WHAT TO WORK ON
1. How would you put this sentence from the missing-data tutorial into Spanish: "This means replacing the missing values with estimates based on the other values in the dataset."?
2. Do these statements agree with the missing-data tutorial? For each, answer yes or no and quote the deciding words. (a) The is.na() function returns a vector of logical values. (b) NA values can generally be included in the NAN type. (c) In R, NAN stands for "not a number."
3. Can you rewrite the missing-data tutorial from "We can apply" to "it returns False.", changing "apply" to "use"?

DOCUMENT TEXT

Dealing with Missing Data in R


In data science, one of the common tasks is dealing with missing data. If we have missing data in your dataset, there are several ways to handle it in R programming. One way is to simply remove any rows or columns that contain missing data. Another way to handle missing data is to impute the missing values using a statistical method. This means replacing the missing values with estimates based on the other values in the dataset. For example, we can replace missing values with the mean or median value of the variable in which the missing values are found.

Missing Data

In R, the NA symbol is used to define the missing values, and to represent impossible arithmetic operations (like dividing by zero) we use the NAN symbol which stands for “not a number”. In simple words, we can say that both NA or NAN symbols represent missing values in R.

Let us consider a scenario in which a teacher is inserting the marks (or data) of all the students in a spreadsheet. But by mistake, she forgot to insert data from one student in her class. Thus, missing data/values are practical in nature.

Finding Missing Data in R

R provides us with inbuilt functions using which we can find the missing values. Such inbuilt functions are explained in detail below −

Using the is.na() Function

We can use the is.na() inbuilt function in R to check for NA values. This function returns a vector that contains only logical value (either True or False). For the NA values in the original dataset, the corresponding vector value should be True otherwise it should be False.

Example

# vector with some data
myVector <- c(NA, "TP", 4, 6.7, 'c', NA, 12)
myVector

Output

[1] NA    "TP"  "4"   "6.7" "c"   NA    "12" 

Let’s find the NAs

# finding NAs
myVector <- c(NA, "TP", 4, 6.7, 'c', NA, 12)
is.na(myVector)

Output

[1]  TRUE FALSE FALSE FALSE FALSE  TRUE FALSE

Let’s identify NAs in Vector

myVector <- c(NA, "TP", 4, 6.7, 'c', NA, 12)
which(is.na(myVector))

Output

[1] 1 6

Let’s identify total number of NAs −

myVector <- c(NA, "TP", 4, 6.7, 'c', NA, 12)
sum(is.na(myVector))

Output

[1] 2

As you can see in the output this function produces a vector having True boolean value at those positions in which myVector holds a NA value.

Using the is.nan() Function

We can apply the is.nan() function to check for NAN values. This function returns a vector containing logical values (either True or False). If there are some NAN values present in the vector, then it returns True corresponding to that position in the vector otherwise it returns False.

Example

myVector <- c(NA, 100, 241, NA, 0 / 0, 101, 0 / 0)

is.nan(myVector)

Output

[1] FALSE FALSE FALSE FALSE  TRUE FALSE  TRUE

As you can see in the output this function produces a vector having True boolean value at those positions in which myVector holds a NAN value.

Some of the traits of missing values have listed below −

  • Multiple NA or NAN values can exist in a vector.

  • To deal with NA type of missing values in a vector we can use is.na() function by passing the vector as an argument.

  • To deal with the NAN type of missing values in a vector we can use is.nan() function by passing the vector as an argument.

  • Generally, NAN values can be included in the NA type but the vice-versa is not true.

Point-annotated data:
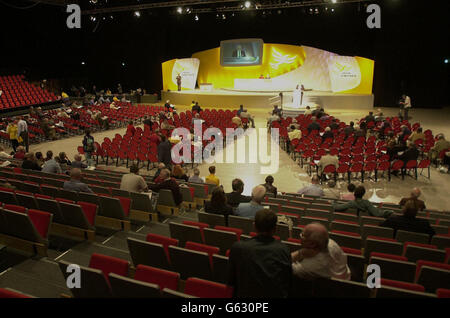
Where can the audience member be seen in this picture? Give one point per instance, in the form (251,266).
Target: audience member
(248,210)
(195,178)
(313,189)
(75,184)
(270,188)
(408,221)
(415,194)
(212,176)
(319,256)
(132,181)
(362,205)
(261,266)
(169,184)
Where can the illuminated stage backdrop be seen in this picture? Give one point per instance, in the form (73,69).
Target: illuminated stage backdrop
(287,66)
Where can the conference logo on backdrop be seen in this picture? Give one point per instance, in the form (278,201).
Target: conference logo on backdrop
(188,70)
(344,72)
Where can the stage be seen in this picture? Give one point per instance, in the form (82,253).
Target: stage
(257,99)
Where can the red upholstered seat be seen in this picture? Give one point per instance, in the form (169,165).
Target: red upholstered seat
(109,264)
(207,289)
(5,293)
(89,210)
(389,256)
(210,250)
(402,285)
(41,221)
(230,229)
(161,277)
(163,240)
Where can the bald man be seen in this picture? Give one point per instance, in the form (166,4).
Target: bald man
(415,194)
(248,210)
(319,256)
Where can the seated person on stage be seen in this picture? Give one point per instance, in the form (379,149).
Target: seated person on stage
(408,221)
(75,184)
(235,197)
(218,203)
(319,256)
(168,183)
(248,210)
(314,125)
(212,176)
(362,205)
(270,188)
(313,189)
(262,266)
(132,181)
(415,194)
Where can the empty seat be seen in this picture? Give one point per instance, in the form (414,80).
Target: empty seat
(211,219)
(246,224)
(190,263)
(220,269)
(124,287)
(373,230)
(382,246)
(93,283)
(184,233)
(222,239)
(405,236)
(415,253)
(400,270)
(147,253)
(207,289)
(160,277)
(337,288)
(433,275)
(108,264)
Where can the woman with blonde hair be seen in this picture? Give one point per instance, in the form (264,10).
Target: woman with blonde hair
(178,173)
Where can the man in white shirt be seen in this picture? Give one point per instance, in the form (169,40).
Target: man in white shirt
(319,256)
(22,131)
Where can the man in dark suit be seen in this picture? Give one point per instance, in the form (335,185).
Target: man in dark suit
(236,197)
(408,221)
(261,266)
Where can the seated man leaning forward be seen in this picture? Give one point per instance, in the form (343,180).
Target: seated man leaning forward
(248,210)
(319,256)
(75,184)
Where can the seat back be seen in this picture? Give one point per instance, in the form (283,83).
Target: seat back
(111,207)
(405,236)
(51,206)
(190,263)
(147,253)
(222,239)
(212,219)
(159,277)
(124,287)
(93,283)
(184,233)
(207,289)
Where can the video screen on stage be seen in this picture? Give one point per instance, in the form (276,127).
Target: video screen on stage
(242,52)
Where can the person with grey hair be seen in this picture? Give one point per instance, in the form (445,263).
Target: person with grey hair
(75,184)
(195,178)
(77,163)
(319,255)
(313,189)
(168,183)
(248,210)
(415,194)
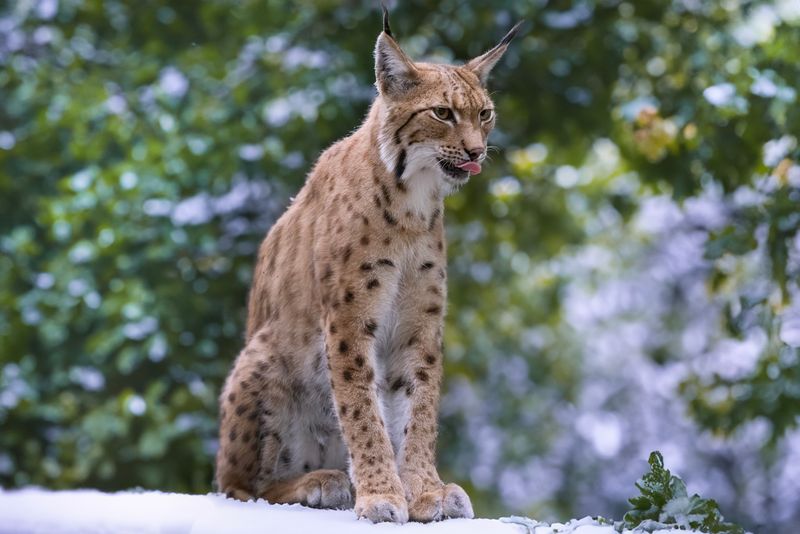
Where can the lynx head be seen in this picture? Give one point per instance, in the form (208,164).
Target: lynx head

RESULTS IN ORDER
1. Esto significa reemplazar los valores faltantes con estimaciones basadas en los demás valores del conjunto de datos.

2.
(a) Yes: "This function returns a vector that contains only logical value (either True or False)."
(b) No: "Generally, NAN values can be included in the NA type but the vice-versa is not true."
(c) Yes: "we use the NAN symbol which stands for “not a number”"

3.
We can use the is.nan() function to check for NAN values. This function returns a vector containing logical values (either True or False). If there are some NAN values present in the vector, then it returns True corresponding to that position in the vector otherwise it returns False.